Exercise data =>
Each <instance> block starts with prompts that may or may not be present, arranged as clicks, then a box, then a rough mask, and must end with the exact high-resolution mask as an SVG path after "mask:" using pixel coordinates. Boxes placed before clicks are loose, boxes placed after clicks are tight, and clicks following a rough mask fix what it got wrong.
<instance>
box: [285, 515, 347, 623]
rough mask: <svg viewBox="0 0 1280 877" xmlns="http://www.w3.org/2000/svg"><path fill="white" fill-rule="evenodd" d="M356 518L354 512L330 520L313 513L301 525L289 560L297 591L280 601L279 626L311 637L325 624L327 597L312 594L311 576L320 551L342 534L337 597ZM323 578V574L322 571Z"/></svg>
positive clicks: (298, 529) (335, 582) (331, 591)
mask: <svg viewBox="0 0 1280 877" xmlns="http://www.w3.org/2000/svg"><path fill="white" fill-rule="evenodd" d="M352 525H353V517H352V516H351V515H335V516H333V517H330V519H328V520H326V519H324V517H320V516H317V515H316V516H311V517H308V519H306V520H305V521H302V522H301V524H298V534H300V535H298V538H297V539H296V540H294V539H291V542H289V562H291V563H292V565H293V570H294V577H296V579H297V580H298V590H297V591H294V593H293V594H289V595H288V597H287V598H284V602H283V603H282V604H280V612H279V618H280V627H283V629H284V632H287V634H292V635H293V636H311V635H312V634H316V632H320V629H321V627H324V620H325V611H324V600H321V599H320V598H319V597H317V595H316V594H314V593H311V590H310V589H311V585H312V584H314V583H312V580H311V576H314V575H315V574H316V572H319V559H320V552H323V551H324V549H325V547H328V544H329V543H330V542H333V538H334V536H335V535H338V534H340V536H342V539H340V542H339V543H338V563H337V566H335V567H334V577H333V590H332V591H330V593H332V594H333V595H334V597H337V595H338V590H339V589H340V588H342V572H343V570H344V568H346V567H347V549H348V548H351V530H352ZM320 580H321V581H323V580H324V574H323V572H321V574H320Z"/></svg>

Exercise objective =>
Output the data as a JSON list of strings, one string per line and with blank lines dropped, starting at the very beginning and ending with the line that contains "positive clicks: (298, 529)", both ends included.

Solved exercise =>
[
  "Each <instance> block starts with prompts that may or may not be present, arranged as clicks, then a box, then a rough mask, and must end with the exact high-resolution mask as an SVG path after \"mask:\" using pixel coordinates. Boxes placed before clicks are loose, boxes placed after clicks are tight, and clicks following a rough mask fix what it got wrong.",
  "<instance>",
  "box: [285, 515, 347, 623]",
  "rough mask: <svg viewBox=\"0 0 1280 877\" xmlns=\"http://www.w3.org/2000/svg\"><path fill=\"white\" fill-rule=\"evenodd\" d=\"M356 518L354 512L330 520L313 513L301 525L289 560L297 591L280 601L279 626L311 637L325 624L327 597L312 594L311 576L320 551L342 534L337 597ZM323 578V574L322 571Z\"/></svg>",
  "positive clicks: (298, 529) (335, 582) (331, 591)"
]